Stated exercise: Set out every line of the records below as a numbered list, omitting any blank lines.

Excerpted records:
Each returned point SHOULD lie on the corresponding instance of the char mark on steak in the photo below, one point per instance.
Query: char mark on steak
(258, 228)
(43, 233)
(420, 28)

Task output:
1. Each returned point SHOULD lie on the corresponding instance of the char mark on steak in the photo below, one point per instance.
2. Query: char mark on steak
3. (258, 228)
4. (43, 233)
5. (420, 28)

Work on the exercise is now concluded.